• _Exercise aim_
From the line that contains "to detect black" to the last line of the data, every line is to be transcribed exactly; no other line is to be included.

(Saved data entries)
▼

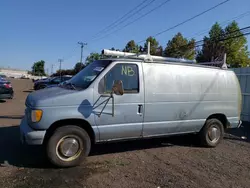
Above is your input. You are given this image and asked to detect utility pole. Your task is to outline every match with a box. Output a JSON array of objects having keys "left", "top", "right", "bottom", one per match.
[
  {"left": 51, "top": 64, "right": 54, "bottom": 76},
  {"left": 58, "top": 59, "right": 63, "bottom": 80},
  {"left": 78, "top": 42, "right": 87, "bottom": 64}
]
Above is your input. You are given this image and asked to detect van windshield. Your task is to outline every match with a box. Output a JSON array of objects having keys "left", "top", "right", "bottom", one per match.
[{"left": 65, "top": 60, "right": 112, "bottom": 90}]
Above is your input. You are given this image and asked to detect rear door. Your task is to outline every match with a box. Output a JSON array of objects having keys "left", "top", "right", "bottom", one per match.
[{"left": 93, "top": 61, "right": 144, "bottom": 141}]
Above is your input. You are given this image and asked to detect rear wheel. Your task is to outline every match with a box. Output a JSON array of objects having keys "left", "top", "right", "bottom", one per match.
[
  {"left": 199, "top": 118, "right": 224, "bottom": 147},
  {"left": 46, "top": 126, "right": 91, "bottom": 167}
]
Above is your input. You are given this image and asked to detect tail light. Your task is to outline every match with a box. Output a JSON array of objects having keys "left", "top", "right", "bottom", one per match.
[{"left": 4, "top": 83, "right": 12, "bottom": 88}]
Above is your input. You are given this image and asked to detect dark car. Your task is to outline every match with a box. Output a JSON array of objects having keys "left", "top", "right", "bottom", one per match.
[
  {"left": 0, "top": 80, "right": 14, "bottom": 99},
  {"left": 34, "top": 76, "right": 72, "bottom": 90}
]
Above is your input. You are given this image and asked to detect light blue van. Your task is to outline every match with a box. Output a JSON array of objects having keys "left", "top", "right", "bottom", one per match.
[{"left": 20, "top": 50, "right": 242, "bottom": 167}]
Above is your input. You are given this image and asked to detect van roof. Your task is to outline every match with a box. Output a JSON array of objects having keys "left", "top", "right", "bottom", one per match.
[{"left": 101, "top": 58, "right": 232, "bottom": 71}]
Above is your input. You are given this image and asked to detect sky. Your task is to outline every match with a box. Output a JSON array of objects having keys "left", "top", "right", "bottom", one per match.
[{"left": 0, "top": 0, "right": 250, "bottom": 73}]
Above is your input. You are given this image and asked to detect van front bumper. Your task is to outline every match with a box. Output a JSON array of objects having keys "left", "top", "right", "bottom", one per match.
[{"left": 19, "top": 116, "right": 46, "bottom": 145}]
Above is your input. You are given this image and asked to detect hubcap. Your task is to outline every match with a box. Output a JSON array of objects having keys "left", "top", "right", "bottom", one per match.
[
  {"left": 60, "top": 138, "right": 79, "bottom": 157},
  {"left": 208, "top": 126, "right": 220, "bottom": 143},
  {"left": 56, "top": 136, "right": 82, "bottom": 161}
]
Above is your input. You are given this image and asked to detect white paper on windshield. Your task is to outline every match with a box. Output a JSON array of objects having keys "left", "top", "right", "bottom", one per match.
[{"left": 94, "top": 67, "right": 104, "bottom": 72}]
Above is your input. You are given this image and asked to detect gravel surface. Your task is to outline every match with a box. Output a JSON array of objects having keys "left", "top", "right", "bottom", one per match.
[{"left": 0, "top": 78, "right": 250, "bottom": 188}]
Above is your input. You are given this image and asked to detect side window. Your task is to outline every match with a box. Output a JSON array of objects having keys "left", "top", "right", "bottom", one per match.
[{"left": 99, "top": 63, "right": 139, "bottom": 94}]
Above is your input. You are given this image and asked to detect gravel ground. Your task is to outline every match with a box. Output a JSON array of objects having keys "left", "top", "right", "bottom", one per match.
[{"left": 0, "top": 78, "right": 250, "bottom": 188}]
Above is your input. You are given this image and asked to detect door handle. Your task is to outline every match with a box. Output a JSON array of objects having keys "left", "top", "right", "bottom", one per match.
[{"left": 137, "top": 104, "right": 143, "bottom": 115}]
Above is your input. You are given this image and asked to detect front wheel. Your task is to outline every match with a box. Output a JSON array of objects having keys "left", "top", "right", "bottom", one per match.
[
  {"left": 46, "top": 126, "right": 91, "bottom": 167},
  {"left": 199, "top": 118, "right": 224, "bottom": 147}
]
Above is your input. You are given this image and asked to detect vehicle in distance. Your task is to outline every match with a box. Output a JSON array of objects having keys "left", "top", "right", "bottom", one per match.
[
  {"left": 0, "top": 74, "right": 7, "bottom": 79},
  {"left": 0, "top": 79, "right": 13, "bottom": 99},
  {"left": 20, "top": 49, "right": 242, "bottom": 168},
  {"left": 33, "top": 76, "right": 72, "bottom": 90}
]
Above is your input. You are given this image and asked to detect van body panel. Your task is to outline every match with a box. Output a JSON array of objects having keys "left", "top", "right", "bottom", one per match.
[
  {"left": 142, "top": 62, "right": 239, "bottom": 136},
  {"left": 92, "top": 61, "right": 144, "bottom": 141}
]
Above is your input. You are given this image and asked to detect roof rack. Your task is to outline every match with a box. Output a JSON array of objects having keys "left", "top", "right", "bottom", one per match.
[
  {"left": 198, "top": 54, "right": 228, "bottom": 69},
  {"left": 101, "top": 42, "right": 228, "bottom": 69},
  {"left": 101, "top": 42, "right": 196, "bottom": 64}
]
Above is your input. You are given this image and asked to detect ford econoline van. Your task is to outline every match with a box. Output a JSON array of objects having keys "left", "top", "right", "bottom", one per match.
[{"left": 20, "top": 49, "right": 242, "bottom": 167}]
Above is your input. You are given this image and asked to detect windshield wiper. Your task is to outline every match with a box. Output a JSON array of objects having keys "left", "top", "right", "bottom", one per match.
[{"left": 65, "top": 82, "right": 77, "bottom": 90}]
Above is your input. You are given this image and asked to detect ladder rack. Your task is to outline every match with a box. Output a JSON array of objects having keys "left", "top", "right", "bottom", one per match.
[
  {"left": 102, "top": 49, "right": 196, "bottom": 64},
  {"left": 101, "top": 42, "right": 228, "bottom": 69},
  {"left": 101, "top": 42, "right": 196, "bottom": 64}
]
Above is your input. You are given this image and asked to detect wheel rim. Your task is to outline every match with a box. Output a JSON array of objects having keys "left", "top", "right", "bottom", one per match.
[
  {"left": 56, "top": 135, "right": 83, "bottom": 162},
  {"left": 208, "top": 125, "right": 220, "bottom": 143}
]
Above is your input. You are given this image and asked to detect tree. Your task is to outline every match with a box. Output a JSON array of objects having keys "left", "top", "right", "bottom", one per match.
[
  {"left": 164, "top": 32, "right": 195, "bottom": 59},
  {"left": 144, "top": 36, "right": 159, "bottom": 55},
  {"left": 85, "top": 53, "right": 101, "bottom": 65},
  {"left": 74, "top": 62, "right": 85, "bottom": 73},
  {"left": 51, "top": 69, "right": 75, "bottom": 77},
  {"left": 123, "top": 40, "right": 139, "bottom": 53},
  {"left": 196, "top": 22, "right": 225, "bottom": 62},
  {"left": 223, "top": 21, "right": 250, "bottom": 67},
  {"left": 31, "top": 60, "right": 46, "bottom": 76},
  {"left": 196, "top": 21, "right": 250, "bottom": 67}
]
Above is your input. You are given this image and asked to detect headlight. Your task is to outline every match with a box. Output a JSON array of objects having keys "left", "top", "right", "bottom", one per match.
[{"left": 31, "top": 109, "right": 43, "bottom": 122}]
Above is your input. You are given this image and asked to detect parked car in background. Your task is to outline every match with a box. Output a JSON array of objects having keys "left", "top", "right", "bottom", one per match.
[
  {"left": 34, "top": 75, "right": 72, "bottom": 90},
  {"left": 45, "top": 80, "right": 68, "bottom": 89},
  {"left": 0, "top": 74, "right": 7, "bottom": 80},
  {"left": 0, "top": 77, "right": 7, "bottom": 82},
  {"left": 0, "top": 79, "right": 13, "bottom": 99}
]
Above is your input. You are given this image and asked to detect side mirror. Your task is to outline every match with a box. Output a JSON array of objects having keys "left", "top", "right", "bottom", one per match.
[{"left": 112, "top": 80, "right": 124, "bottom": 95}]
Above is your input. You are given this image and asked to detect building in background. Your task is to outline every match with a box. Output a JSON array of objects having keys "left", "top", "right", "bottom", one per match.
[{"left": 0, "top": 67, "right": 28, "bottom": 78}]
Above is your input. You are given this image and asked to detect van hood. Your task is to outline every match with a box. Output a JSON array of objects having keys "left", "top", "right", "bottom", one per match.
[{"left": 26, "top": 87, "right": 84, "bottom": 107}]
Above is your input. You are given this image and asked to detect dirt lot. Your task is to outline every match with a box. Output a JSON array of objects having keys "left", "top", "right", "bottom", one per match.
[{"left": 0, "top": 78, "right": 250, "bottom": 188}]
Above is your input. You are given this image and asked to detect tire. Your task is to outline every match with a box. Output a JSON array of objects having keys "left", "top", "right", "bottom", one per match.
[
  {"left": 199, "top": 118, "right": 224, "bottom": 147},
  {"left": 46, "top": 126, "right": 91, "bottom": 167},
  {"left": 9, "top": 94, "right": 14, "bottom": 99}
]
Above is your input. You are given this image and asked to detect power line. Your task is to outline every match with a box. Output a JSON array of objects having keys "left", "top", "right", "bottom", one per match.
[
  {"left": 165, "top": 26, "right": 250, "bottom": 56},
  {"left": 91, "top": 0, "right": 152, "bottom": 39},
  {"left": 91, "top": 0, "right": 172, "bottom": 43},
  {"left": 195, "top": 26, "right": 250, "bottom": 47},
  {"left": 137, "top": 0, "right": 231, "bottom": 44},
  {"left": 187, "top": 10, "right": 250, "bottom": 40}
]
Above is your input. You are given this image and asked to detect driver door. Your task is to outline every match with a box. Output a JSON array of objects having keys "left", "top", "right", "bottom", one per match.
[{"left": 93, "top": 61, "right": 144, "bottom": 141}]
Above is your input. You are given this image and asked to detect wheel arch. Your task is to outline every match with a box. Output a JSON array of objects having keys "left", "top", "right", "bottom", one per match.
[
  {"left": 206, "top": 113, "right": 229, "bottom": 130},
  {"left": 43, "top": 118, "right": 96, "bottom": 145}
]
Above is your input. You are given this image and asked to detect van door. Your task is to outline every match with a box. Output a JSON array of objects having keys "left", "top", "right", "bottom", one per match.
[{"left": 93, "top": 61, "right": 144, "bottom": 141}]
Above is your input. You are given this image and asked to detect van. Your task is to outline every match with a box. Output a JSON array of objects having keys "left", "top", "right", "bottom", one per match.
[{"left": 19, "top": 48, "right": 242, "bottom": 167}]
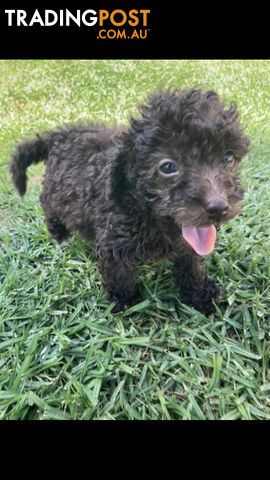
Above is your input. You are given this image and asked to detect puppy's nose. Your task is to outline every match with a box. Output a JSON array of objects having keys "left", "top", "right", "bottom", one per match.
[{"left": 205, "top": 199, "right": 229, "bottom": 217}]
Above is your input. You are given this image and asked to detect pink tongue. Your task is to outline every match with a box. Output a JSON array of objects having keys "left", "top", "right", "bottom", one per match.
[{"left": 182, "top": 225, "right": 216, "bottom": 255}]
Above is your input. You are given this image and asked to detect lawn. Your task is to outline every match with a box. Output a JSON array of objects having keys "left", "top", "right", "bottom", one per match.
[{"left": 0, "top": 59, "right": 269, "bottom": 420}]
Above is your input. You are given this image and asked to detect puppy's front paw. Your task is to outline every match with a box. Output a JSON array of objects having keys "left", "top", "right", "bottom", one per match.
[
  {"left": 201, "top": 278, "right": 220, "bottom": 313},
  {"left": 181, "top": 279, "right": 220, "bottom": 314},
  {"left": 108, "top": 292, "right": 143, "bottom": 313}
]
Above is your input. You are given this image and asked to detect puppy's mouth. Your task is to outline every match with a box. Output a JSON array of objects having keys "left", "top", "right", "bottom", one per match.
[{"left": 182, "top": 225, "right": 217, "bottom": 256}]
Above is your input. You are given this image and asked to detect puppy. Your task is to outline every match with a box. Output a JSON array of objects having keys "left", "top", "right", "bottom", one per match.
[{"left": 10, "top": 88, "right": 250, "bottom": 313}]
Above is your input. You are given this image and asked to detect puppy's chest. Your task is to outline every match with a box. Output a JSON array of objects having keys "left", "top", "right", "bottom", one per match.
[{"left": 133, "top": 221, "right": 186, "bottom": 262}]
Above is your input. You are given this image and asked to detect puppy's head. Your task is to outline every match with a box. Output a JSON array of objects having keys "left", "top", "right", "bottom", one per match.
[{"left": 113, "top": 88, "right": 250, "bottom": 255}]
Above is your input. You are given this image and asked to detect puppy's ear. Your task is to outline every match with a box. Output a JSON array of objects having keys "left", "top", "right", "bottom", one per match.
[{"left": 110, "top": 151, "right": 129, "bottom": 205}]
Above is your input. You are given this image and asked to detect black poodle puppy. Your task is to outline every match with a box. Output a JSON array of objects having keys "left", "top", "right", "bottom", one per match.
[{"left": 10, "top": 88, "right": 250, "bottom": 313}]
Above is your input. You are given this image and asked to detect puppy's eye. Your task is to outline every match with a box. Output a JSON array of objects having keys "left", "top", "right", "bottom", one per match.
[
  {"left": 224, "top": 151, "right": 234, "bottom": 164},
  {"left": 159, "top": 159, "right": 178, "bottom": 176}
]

▲

• _Answer_
Above is your input. You are given this image and asked to detect black poodle puppy. Your task is to outline every match with a box. Output a JSON array of objects having keys "left", "top", "right", "bottom", one per match.
[{"left": 10, "top": 88, "right": 250, "bottom": 313}]
Above is your input. You are given this image and asked to detect puppy's eye. Your task is to outline every match with a box. Output a JSON array of objects having keys "left", "top", "right", "bottom", one per match.
[
  {"left": 224, "top": 151, "right": 234, "bottom": 164},
  {"left": 159, "top": 159, "right": 178, "bottom": 176}
]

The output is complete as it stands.